* begin *

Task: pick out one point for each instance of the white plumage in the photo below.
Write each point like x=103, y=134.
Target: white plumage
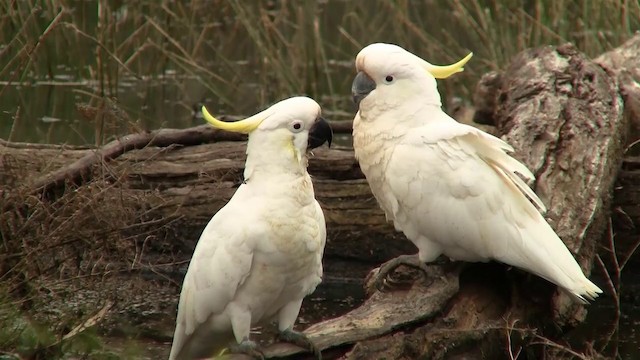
x=451, y=188
x=261, y=254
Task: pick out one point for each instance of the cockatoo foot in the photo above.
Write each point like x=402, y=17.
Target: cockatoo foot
x=300, y=339
x=247, y=347
x=381, y=280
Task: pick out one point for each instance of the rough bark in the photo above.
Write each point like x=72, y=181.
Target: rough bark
x=561, y=111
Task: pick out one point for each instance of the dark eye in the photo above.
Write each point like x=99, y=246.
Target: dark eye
x=296, y=126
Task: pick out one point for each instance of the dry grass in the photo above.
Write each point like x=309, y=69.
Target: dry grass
x=239, y=56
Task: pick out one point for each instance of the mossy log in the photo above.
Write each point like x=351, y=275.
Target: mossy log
x=135, y=218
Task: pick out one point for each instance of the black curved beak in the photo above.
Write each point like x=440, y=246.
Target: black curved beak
x=361, y=87
x=319, y=133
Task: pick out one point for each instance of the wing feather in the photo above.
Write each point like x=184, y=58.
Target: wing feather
x=220, y=264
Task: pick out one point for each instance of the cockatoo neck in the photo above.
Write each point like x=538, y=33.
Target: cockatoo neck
x=268, y=157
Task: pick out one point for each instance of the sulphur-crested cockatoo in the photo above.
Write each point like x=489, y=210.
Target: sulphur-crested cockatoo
x=451, y=188
x=261, y=254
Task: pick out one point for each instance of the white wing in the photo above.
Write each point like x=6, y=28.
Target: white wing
x=220, y=264
x=456, y=186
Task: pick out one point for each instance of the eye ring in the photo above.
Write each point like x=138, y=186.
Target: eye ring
x=296, y=126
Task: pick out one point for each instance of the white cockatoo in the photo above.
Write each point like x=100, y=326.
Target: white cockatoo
x=261, y=254
x=451, y=188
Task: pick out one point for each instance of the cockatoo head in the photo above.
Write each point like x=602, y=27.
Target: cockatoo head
x=387, y=71
x=291, y=126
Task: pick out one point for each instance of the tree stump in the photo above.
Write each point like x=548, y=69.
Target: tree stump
x=124, y=227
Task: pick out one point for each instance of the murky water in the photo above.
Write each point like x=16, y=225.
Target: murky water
x=39, y=102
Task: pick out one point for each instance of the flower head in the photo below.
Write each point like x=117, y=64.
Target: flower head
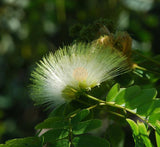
x=62, y=76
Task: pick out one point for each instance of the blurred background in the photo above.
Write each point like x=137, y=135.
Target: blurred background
x=31, y=28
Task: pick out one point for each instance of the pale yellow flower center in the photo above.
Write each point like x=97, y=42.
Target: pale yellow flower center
x=80, y=74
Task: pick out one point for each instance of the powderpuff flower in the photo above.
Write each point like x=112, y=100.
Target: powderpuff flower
x=74, y=69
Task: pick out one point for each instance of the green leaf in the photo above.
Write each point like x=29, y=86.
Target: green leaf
x=133, y=126
x=60, y=143
x=86, y=126
x=115, y=135
x=90, y=141
x=155, y=116
x=113, y=92
x=157, y=138
x=127, y=95
x=24, y=142
x=145, y=96
x=55, y=134
x=79, y=116
x=158, y=127
x=53, y=122
x=120, y=96
x=144, y=134
x=147, y=108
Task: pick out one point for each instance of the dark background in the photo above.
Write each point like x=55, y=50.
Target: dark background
x=31, y=28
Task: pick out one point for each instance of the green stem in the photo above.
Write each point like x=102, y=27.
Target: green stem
x=148, y=58
x=112, y=104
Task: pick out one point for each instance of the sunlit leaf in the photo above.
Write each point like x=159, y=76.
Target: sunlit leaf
x=86, y=126
x=90, y=141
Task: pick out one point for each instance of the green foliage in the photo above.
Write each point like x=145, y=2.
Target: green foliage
x=140, y=134
x=24, y=142
x=29, y=29
x=88, y=140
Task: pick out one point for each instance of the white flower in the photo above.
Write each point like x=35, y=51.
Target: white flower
x=73, y=69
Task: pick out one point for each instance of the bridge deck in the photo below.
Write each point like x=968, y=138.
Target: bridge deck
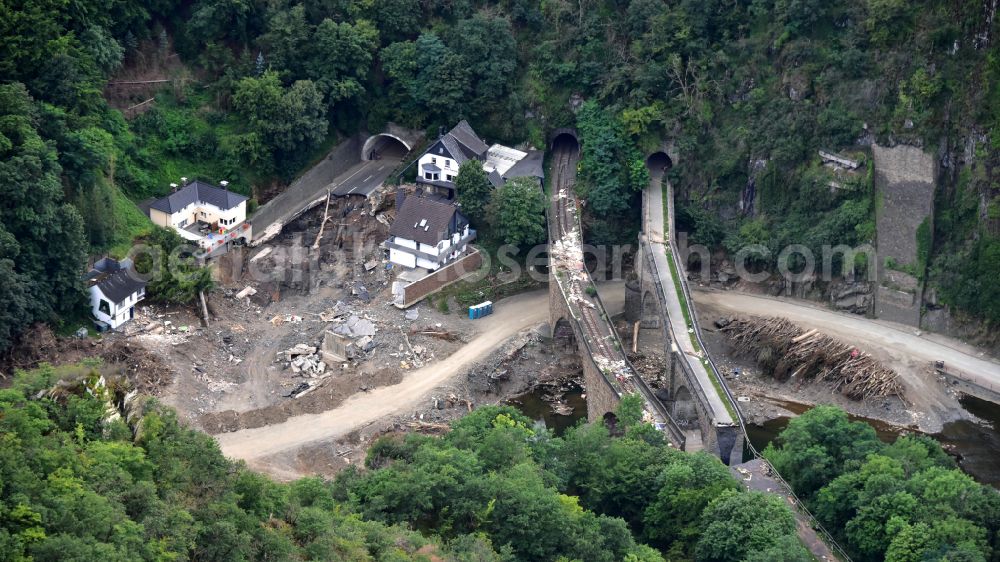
x=657, y=233
x=592, y=320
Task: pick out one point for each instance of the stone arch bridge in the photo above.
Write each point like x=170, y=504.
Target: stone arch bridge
x=691, y=410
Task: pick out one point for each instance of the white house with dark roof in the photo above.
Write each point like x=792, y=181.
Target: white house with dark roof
x=202, y=213
x=428, y=233
x=114, y=289
x=439, y=164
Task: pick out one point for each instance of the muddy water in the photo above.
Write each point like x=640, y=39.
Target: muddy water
x=532, y=405
x=976, y=446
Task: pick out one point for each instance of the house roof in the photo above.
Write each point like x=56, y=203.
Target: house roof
x=468, y=138
x=502, y=158
x=529, y=166
x=454, y=148
x=198, y=191
x=495, y=179
x=426, y=220
x=119, y=285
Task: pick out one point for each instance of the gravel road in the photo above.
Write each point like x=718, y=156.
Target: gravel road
x=512, y=315
x=903, y=348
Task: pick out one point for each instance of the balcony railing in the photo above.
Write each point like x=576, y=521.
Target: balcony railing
x=436, y=258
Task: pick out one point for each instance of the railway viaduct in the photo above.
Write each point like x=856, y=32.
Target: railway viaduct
x=695, y=411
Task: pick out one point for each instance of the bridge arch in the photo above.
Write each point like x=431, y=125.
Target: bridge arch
x=384, y=144
x=659, y=161
x=562, y=332
x=611, y=422
x=685, y=411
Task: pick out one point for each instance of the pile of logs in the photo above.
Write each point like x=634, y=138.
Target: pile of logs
x=789, y=352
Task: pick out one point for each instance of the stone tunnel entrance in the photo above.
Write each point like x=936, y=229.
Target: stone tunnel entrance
x=384, y=145
x=659, y=162
x=565, y=139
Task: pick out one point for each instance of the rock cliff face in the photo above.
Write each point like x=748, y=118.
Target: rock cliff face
x=905, y=180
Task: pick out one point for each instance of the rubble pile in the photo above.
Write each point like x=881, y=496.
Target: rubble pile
x=303, y=359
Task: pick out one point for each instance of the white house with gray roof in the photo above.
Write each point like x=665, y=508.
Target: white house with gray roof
x=114, y=289
x=439, y=165
x=202, y=213
x=428, y=233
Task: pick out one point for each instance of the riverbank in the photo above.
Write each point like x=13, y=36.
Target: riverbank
x=929, y=401
x=966, y=424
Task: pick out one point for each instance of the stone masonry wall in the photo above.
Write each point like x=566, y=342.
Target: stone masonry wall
x=905, y=178
x=441, y=278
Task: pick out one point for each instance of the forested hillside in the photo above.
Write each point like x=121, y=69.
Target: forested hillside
x=79, y=483
x=747, y=91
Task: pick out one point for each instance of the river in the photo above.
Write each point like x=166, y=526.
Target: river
x=533, y=406
x=975, y=445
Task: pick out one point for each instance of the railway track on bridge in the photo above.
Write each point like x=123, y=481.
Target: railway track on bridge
x=569, y=271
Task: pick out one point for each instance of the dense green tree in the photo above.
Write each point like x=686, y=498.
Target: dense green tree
x=171, y=266
x=737, y=525
x=611, y=169
x=285, y=120
x=41, y=237
x=686, y=487
x=432, y=81
x=904, y=501
x=473, y=191
x=818, y=446
x=342, y=57
x=517, y=212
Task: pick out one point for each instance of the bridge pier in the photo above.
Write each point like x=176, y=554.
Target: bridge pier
x=687, y=402
x=601, y=397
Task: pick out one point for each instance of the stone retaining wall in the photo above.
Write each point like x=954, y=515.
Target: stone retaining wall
x=416, y=291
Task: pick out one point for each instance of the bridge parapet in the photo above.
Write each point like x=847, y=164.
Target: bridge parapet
x=609, y=363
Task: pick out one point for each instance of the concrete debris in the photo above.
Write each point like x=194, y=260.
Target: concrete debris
x=262, y=254
x=359, y=327
x=303, y=359
x=338, y=310
x=246, y=292
x=362, y=293
x=365, y=344
x=279, y=320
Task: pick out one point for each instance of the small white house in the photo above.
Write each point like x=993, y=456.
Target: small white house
x=114, y=289
x=438, y=165
x=202, y=213
x=428, y=233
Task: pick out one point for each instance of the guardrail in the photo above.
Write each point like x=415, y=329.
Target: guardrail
x=673, y=429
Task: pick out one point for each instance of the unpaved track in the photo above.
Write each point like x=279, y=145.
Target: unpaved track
x=895, y=342
x=512, y=315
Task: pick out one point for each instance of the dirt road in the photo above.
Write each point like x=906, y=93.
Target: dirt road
x=512, y=315
x=900, y=342
x=898, y=346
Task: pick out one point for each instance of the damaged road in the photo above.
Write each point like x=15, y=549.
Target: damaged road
x=255, y=445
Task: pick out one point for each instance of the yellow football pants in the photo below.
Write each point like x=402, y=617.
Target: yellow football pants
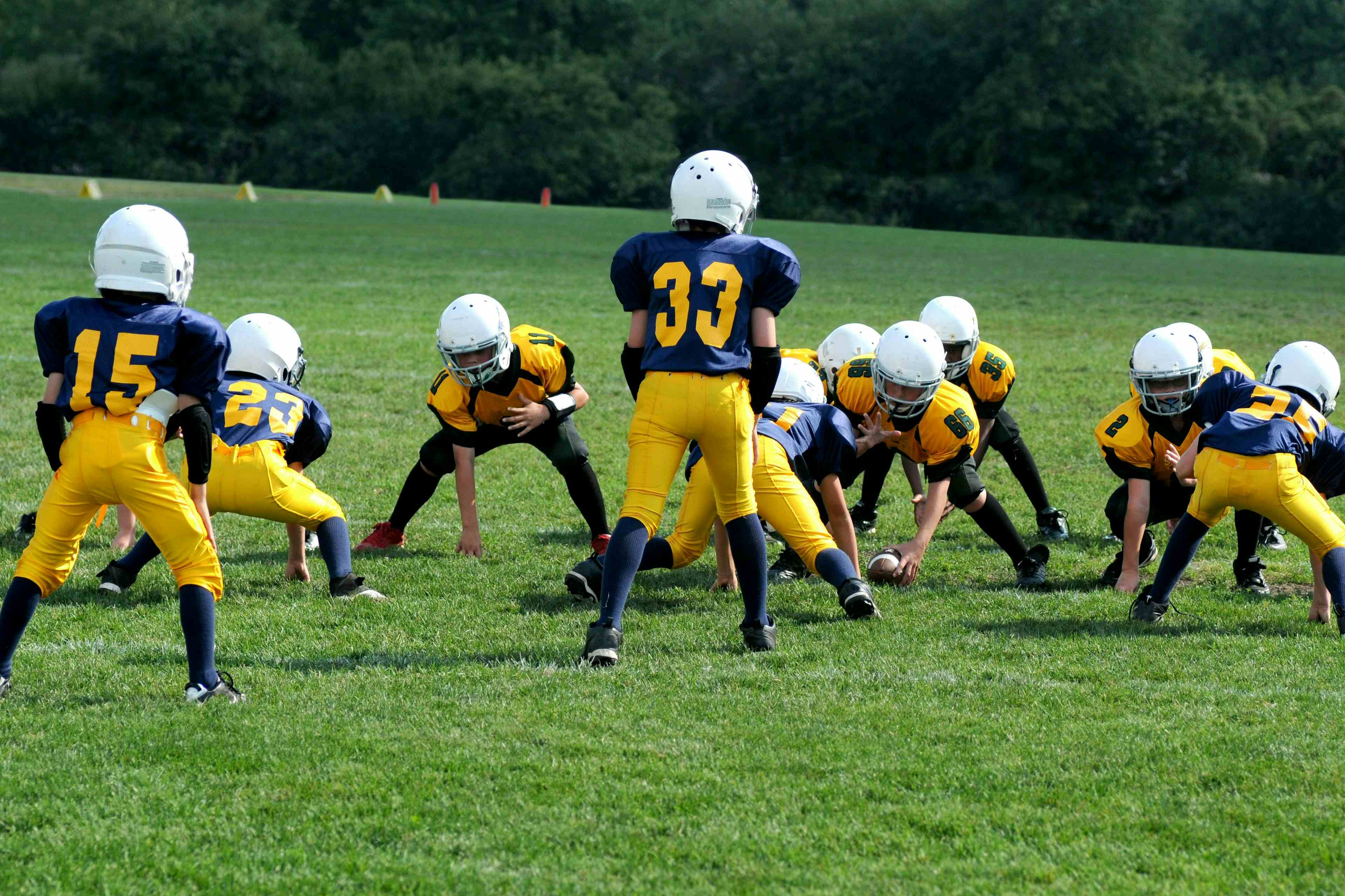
x=107, y=461
x=253, y=481
x=673, y=409
x=1269, y=485
x=781, y=498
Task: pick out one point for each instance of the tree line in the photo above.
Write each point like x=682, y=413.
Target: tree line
x=1212, y=123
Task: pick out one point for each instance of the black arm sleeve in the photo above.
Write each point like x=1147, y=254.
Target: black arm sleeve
x=631, y=361
x=195, y=442
x=51, y=430
x=766, y=370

* end *

OBJECTIVE
Copy out the lines of the records, starting at the line that contains "foot in the photo above." and ending at the line that contains "x=561, y=111", with both of those lines included and each line reproduced character for character.

FULL ANSWER
Task: pick out one point for each instance of the cockatoo foot in the photo above.
Write each point like x=402, y=17.
Target: cockatoo foot
x=300, y=339
x=247, y=347
x=381, y=280
Task: pick out one point for each instance of the rough bark in the photo above.
Write each point like x=72, y=181.
Target: rough bark
x=561, y=111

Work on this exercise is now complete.